=== ENTRIES ===
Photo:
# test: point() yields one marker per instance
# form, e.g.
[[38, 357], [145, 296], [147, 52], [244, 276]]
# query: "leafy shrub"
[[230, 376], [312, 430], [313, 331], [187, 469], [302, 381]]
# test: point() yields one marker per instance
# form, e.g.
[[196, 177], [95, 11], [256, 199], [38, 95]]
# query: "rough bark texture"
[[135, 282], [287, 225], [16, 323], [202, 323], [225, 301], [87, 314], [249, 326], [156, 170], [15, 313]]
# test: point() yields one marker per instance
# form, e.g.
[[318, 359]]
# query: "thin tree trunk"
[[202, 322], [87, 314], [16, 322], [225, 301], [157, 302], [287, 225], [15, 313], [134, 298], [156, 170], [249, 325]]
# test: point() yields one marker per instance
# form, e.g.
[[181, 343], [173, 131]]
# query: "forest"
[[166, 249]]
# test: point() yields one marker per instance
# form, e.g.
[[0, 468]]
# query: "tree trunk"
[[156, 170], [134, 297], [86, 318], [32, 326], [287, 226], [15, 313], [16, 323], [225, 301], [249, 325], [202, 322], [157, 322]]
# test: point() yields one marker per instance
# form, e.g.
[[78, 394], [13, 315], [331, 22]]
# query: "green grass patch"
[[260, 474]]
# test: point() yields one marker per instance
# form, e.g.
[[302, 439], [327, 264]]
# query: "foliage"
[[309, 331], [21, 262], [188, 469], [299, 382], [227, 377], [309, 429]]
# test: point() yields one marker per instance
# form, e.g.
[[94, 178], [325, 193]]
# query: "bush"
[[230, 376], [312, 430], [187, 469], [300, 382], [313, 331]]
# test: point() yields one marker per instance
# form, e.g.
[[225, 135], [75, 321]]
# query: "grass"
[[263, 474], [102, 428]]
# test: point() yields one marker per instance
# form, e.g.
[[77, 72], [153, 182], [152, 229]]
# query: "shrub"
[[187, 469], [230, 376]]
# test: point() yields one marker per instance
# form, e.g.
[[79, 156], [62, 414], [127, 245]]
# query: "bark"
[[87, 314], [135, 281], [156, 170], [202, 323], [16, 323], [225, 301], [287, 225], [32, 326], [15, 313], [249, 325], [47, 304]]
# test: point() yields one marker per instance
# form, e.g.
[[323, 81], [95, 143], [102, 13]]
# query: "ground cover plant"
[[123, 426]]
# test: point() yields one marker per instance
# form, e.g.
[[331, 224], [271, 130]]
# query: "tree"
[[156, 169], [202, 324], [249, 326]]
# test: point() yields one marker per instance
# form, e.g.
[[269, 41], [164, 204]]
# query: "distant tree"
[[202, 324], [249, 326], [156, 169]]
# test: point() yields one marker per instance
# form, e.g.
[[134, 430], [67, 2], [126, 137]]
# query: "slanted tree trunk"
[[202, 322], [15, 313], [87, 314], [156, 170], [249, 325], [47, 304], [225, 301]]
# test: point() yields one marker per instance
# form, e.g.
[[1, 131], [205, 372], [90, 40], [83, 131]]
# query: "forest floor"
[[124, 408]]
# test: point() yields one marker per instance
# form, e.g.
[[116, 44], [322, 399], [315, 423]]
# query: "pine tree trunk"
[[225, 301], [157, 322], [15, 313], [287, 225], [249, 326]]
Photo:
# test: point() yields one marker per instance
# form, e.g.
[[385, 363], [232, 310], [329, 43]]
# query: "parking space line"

=== STATED TASK ===
Please edit the rows from the first line up to and including the line with "[[230, 376], [312, 430], [313, 331], [187, 469], [302, 381]]", replacing "leafy shrub" with "dense shrub" and leaving everything else unchanged. Return only those lines.

=== ANSWER TO THIS EXERCISE ===
Photo:
# test: point() yields one marker per instance
# form, e.g.
[[38, 357], [145, 296], [147, 52], [244, 276]]
# query: "dense shrub"
[[230, 376], [312, 430], [313, 331], [187, 469], [302, 381]]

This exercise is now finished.